** START OF Provided data **

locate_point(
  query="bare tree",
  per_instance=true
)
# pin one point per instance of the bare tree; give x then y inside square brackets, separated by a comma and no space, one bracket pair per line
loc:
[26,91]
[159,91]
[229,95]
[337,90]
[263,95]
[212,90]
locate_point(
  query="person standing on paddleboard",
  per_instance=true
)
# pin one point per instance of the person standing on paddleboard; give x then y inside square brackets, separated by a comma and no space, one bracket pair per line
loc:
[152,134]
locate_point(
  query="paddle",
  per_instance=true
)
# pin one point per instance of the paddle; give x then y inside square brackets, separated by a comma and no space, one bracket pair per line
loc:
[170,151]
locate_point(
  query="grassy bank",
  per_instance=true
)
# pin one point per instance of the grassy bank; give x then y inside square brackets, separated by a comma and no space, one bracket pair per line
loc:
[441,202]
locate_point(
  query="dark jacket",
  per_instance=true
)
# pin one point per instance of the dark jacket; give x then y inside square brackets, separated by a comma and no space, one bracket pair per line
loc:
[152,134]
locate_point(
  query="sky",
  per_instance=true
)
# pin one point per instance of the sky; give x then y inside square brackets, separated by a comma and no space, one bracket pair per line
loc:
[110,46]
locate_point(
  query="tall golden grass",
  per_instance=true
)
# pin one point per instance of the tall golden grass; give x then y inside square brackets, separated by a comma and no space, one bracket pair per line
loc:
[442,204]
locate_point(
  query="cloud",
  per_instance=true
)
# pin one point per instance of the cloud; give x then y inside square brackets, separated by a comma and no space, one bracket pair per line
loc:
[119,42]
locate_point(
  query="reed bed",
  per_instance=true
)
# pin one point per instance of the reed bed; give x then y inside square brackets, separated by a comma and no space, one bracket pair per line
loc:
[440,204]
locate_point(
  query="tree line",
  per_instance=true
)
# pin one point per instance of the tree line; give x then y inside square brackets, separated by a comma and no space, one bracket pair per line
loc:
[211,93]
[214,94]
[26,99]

** END OF Provided data **

Copy all of the data exactly.

Solution for this task –
locate_point(
  query="bare tree",
  per_instance=true
)
# pin one point per instance of the bare tree; give x then y inside square brackets, separated by a comma and no space, one bracket pair per line
loc:
[26,91]
[159,91]
[229,95]
[337,90]
[263,95]
[212,90]
locate_point(
  query="person standing on paddleboard",
  per_instance=true
)
# pin one point per instance of the person standing on paddleboard; give x then y inside square brackets, separated by a comma and no space, one bracket pair per line
loc:
[152,134]
locate_point(
  query="paddle",
  per_instance=true
)
# pin one point per instance of the paddle; give x then y inside square brackets, separated by a comma and no space, one bracket pair per line
loc:
[170,151]
locate_point(
  query="grassy bank",
  per_instance=true
)
# pin one point per instance of the grassy bank; give x then y inside square brackets, separated by a comma and no space, one bracket pair per line
loc:
[441,202]
locate_point(
  query="dark jacket",
  per_instance=true
)
# pin one point per instance of the dark jacket; give x then y inside square brackets, separated by a comma and no space, one bracket pair per line
loc:
[152,134]
locate_point(
  query="sky",
  per_instance=true
)
# pin one point per instance of the sky; give x then y inside square brackets, separated by a comma and no space, one bracket pair per line
loc:
[110,46]
locate_point(
  query="tall golden grass",
  per_instance=true
)
# pin one point per instance of the tall golden grass; give x then y inside square brackets, separated by a comma and no space, one bracket pair per line
loc:
[442,204]
locate_point(
  query="cloud",
  per_instance=true
)
# pin one point per instance of the cloud; give x then y inside square brackets, separated by a comma and no space, one bracket pair per line
loc:
[119,42]
locate_point(
  query="reed bed",
  per_instance=true
)
# pin one point per instance of the reed bed; give x then y inside square brackets, separated by a comma and no space, one bracket pair per line
loc:
[440,204]
locate_point(
  query="tree line",
  per_instance=true
)
# pin one point per instance of the tree line; give x then y inside square brackets, separated by a comma and no space, one bracket pair per line
loc:
[211,93]
[214,94]
[26,99]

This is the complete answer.